PROBLEM – Quote verbatim the stretch of the data below from the line containing "Point out the eyeglass" through the final line.

SUPPLIED INFORMATION –
"""

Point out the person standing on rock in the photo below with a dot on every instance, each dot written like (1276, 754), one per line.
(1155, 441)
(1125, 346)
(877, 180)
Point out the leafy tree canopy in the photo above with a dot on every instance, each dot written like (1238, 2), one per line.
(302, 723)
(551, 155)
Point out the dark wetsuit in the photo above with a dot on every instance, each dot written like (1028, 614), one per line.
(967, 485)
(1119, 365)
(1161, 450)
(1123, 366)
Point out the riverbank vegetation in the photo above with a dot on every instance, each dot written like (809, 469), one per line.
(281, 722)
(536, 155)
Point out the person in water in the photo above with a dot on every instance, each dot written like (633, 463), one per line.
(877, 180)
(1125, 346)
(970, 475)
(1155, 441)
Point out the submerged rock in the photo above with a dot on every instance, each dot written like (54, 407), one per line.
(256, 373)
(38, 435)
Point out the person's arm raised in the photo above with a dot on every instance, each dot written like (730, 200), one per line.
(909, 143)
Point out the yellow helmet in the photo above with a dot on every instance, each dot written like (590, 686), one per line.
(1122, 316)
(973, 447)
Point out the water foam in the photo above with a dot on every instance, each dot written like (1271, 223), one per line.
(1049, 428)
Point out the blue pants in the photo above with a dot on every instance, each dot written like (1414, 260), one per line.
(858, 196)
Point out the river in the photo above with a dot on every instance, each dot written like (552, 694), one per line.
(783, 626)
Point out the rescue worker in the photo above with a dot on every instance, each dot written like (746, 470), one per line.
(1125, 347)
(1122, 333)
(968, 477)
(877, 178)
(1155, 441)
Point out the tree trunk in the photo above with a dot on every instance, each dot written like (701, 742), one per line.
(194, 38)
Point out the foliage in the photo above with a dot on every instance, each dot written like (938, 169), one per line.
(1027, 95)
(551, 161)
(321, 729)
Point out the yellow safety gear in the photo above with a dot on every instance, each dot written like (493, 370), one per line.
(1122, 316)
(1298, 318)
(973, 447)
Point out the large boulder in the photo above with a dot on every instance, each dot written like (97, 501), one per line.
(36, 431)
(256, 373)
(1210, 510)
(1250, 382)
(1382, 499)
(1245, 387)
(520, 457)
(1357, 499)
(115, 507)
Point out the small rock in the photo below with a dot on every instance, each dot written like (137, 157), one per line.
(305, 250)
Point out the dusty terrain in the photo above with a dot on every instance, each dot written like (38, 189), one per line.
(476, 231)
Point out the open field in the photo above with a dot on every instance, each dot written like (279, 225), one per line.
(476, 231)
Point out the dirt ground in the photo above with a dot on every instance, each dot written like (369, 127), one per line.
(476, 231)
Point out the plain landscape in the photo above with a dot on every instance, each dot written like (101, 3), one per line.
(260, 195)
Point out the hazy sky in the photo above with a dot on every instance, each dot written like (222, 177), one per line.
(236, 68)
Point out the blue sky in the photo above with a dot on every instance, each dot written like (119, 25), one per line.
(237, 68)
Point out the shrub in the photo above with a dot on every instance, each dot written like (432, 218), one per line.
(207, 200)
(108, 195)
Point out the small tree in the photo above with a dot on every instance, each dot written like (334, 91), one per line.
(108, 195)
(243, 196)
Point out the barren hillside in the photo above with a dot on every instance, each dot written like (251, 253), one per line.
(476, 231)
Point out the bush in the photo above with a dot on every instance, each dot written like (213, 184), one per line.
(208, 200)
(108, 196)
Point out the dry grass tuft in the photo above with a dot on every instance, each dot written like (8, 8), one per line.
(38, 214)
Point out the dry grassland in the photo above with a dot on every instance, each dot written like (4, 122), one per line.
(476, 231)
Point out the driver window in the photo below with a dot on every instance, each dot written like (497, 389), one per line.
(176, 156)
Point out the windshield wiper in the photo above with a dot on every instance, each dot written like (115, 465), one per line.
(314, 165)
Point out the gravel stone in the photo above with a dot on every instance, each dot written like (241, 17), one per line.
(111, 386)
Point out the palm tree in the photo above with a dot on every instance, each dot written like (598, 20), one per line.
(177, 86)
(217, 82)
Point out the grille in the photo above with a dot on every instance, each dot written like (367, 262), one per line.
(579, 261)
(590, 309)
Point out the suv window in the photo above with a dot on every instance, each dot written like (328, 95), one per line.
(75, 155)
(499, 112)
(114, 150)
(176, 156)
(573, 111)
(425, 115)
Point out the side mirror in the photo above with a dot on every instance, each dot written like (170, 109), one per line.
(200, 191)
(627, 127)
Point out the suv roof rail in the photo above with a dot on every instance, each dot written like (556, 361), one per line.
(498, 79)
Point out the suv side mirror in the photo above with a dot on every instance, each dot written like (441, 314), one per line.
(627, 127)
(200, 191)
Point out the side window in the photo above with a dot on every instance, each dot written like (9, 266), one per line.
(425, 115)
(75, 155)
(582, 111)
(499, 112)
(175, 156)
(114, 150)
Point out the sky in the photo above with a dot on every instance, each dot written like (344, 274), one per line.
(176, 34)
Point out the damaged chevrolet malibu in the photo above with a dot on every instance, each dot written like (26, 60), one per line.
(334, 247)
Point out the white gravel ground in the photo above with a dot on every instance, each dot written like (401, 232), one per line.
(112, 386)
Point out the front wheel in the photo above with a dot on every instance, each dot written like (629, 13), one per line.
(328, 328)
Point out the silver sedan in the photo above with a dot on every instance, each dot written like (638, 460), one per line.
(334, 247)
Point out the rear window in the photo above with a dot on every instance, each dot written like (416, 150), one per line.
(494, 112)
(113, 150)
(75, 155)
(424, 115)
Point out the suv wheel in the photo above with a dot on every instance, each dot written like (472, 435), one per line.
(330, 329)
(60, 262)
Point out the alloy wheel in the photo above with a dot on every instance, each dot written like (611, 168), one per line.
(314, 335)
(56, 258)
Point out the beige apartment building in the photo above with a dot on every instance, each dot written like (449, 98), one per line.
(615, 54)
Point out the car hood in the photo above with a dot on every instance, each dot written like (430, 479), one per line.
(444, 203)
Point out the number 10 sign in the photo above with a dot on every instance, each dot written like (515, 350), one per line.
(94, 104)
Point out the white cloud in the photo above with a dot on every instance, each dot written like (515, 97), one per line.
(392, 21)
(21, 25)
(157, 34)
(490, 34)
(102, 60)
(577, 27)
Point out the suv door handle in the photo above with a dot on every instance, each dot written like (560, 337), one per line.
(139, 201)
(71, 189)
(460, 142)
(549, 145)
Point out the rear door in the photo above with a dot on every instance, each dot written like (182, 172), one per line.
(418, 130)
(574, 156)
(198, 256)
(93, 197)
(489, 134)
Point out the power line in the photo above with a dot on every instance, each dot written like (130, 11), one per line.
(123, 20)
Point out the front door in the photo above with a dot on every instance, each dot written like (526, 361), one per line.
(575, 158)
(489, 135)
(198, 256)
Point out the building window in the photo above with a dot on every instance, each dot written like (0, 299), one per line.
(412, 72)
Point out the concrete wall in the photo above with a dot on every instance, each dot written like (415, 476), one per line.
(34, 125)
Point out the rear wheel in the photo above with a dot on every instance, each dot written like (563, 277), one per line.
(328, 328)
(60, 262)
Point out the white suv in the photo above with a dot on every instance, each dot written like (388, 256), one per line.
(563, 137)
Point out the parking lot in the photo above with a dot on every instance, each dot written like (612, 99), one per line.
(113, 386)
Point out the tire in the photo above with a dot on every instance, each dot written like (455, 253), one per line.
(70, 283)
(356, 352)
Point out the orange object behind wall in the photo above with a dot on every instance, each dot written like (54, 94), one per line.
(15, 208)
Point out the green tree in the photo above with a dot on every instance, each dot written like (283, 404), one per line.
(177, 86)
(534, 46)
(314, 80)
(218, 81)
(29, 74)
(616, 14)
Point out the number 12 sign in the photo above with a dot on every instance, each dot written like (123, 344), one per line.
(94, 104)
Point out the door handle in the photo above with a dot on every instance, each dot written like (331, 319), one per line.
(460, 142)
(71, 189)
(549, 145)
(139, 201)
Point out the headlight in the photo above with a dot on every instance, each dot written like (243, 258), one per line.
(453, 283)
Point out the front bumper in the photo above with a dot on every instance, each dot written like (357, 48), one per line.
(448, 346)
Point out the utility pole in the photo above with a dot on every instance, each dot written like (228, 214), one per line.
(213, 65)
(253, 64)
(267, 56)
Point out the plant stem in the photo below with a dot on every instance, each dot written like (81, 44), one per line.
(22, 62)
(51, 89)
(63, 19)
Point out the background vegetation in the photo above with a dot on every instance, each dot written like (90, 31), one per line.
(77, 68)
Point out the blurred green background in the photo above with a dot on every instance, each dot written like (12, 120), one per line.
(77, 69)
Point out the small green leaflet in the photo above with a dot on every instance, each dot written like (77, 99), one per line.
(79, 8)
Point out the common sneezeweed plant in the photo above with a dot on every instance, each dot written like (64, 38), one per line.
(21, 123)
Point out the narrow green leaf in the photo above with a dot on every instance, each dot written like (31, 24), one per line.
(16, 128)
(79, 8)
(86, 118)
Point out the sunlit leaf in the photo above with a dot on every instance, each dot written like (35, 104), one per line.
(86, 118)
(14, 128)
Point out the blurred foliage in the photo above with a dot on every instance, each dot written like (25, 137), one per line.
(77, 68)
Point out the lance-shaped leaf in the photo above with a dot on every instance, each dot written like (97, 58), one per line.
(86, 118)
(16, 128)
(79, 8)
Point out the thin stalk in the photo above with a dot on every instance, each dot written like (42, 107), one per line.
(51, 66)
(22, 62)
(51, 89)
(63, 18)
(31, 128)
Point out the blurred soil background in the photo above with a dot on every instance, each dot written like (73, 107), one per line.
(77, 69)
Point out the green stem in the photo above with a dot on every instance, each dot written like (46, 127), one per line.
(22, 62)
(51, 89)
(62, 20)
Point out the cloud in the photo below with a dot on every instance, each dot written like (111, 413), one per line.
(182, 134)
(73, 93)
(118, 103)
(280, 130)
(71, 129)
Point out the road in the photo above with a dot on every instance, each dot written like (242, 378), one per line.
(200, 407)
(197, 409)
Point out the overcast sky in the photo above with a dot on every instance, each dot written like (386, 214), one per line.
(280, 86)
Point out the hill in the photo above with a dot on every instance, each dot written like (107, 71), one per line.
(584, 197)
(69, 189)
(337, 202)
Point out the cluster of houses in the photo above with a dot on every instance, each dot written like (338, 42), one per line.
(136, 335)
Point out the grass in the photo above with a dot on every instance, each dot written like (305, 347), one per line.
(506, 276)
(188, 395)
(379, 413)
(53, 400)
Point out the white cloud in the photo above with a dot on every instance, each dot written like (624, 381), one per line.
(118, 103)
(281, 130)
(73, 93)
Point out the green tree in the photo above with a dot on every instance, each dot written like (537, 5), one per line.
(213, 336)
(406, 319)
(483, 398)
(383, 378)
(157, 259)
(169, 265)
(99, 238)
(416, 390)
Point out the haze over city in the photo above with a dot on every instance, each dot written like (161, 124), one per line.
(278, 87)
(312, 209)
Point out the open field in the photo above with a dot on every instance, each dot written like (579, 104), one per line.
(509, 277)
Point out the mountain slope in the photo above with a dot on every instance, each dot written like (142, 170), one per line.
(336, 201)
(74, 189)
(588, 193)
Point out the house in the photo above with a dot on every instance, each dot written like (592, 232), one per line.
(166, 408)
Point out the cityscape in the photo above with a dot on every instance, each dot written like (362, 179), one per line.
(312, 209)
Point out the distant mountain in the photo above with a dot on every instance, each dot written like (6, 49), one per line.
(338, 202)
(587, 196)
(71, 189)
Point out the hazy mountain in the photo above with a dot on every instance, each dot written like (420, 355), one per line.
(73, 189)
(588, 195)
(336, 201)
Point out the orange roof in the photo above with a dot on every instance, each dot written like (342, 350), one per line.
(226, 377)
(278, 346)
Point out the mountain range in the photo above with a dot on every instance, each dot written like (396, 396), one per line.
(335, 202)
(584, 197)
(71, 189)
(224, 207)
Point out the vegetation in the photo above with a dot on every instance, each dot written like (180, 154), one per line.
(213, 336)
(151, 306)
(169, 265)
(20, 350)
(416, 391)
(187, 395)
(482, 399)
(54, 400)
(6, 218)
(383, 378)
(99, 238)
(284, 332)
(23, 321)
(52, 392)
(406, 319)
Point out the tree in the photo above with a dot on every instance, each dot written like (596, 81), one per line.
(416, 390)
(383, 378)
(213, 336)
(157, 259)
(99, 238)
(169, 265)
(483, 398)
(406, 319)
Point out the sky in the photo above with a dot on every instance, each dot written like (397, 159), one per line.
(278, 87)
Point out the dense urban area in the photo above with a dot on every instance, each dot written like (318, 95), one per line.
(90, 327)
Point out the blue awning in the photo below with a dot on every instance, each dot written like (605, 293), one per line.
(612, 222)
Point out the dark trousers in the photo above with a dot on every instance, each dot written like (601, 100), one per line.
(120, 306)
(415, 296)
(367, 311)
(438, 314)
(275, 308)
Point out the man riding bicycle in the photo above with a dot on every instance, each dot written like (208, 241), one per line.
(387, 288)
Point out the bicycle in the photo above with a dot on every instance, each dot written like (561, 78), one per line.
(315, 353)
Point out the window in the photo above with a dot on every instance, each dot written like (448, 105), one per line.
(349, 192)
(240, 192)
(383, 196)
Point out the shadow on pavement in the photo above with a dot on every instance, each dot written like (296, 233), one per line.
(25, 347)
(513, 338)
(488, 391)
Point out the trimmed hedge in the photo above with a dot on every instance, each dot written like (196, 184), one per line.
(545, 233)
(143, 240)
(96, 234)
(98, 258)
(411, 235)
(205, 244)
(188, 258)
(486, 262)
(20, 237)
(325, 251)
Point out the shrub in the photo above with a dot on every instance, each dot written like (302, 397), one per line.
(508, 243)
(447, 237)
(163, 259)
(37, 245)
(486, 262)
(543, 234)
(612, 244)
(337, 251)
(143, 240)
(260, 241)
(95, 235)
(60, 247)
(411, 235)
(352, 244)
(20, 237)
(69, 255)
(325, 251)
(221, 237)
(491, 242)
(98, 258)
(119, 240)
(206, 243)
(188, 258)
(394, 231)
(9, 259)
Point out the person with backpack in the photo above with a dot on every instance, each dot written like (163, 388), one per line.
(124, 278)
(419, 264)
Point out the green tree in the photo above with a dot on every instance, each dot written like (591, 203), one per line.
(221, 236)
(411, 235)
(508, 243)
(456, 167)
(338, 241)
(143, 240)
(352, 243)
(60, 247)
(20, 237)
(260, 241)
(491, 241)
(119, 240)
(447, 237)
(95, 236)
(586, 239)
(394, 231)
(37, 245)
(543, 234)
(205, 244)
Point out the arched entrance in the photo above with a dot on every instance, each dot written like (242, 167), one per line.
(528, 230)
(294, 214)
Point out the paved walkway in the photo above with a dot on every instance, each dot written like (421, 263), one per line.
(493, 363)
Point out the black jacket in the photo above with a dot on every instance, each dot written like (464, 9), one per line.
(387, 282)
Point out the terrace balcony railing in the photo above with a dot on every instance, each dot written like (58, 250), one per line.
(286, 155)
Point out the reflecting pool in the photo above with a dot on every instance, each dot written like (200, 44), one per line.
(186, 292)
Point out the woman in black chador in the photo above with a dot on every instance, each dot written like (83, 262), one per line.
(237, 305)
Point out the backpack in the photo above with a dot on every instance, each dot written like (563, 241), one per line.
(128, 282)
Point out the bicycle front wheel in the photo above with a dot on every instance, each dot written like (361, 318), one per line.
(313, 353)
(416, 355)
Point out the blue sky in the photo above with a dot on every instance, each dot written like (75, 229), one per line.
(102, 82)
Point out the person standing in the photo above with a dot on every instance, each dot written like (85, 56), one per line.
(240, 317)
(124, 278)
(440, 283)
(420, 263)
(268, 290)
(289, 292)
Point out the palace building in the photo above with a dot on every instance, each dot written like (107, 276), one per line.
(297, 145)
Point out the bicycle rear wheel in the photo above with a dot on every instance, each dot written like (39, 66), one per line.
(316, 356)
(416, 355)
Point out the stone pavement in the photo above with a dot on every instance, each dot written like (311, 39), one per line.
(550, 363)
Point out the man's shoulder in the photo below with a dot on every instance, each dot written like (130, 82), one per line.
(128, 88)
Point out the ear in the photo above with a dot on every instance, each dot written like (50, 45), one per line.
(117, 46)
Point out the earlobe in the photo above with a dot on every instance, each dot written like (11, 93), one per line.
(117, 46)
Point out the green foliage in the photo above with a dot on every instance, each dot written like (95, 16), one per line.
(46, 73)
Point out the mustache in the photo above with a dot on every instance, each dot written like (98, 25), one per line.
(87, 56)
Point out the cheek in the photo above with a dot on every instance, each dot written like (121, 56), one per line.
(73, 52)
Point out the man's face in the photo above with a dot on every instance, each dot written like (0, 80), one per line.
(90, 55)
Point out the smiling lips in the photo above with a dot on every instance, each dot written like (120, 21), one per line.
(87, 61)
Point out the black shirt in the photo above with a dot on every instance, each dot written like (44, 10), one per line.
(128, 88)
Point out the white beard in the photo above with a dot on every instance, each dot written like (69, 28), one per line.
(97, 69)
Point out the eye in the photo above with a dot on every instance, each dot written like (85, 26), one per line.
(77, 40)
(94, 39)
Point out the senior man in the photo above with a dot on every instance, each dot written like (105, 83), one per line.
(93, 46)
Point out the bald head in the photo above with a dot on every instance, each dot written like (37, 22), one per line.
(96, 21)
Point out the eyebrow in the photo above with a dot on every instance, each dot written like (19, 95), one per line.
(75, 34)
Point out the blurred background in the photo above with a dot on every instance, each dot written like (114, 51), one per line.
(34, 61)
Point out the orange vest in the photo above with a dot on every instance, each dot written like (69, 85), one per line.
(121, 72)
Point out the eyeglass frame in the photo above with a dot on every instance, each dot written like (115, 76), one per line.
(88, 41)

"""

SOLUTION TO THE EXERCISE –
Point out the eyeglass frame in the photo above with a dot on every instance, each dot written like (115, 76), one per line.
(88, 41)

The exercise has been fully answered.